# Lets See them Blob Top Beers



## ArmyDigger (Mar 4, 2021)

Hello everyone again, I'd be interested if some of you beer collectors or others could share your top blob tops. Blob tops are some of my favorite bottles especialy the amber and aquas i have a few in my collection if anyone would like to see.


----------



## hemihampton (Mar 4, 2021)

Sure, Lets see them, we had a post/thread in here called Lets see some Slug plates or something like that. That had a lot of Blob Top Beers in it I assume, or at least most of the ones I posted were. LEON.


----------



## ArmyDigger (Mar 4, 2021)

hemihampton said:


> Sure, Lets see them, we had a post/thread in here called Lets see some Slug plates or something like that. That had a lot of Blob Top Beers in it I assume, or at least most of the ones I posted were. LEON.View attachment 220379


sorry if I copied another thread title kinda I had no intention. Nice aqua blobs where from michigan are these from all I can make out is the last 4 letters cooa. Thanks for sharing mate!


----------



## hemihampton (Mar 4, 2021)

OSCODA, Small obscure town that Mostly burned down in the great 1911 Fire. Very Rare Bottle, I only know of 1 other guy that has one. LEON.


----------



## hemihampton (Mar 4, 2021)

Here's a Link to the other Post.

(112) Lets see some slug plates | Antique Bottles, Glass, Jars Online Community (antique-bottles.net)


----------



## UncleBruce (Mar 4, 2021)

3 to share.  Enjoy.

BOCA BEER
Boca, CA​J. A. LOMAX
SUPERIOR BOTTLED LAGER BEER
Chicago, IL​MARSHFIELD BREWING CO.

++++++

▶ [Short exercise 1] Translate this sentence from the forum thread above into Spanish: "Hello everyone again, I'd be interested if some of you beer collectors or others could share your top blob tops."

++++++

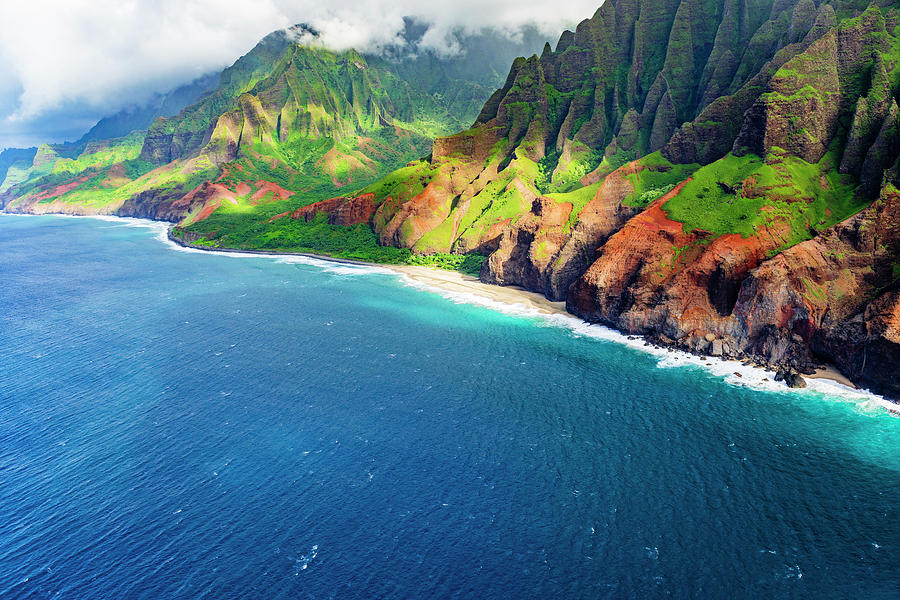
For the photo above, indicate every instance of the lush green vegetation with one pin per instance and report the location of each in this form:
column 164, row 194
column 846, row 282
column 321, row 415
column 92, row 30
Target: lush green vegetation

++++++

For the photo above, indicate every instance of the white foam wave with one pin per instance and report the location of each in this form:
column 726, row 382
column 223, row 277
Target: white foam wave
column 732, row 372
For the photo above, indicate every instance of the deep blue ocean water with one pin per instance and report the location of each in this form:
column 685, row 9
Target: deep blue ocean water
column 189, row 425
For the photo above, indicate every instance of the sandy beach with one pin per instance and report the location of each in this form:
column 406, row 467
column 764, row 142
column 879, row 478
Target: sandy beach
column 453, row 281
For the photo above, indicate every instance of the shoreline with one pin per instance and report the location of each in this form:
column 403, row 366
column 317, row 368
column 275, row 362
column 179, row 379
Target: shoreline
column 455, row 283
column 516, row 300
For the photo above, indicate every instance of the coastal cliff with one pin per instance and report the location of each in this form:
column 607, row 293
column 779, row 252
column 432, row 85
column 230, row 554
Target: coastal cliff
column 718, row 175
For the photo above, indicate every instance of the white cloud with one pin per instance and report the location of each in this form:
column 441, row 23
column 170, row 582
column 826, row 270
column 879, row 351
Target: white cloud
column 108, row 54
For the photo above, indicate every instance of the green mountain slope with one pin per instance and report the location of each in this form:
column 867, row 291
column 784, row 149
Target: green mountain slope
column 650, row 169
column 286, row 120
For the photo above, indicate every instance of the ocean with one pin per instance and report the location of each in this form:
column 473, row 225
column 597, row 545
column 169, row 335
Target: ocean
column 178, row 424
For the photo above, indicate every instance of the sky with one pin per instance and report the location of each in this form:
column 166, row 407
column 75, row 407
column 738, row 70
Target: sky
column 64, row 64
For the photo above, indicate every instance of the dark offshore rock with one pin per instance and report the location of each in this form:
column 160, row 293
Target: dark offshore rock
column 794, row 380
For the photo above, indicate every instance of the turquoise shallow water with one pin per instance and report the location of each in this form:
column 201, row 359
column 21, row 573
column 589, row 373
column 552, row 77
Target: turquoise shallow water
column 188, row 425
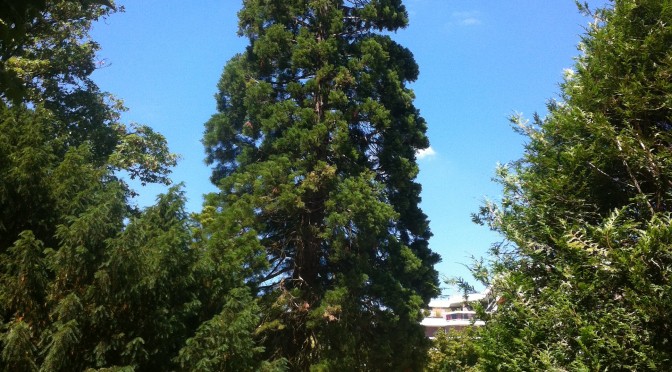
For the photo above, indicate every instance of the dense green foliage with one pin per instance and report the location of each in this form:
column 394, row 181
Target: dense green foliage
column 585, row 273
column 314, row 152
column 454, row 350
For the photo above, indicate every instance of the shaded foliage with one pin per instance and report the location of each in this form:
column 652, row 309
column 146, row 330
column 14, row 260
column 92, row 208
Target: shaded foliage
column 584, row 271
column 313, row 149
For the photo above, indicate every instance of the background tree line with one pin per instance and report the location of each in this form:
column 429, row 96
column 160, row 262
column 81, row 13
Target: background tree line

++++++

▶ [Short exercise 2] Please write out the stretch of the listing from the line containing "For the photo above, indicate every instance of the white cloud" through the line containing "column 108, row 54", both included, and nothing else.

▶ [Expected output 1] Hola a todos de nuevo, me interesaría que algunos de ustedes, coleccionistas de cerveza u otros, pudieran compartir sus mejores botellas blob top.

▶ [Expected output 2]
For the photo above, indicate every instance of the white cloud with one pin per instance and report the location of each in this form:
column 441, row 23
column 170, row 582
column 826, row 270
column 879, row 351
Target: white cloud
column 108, row 54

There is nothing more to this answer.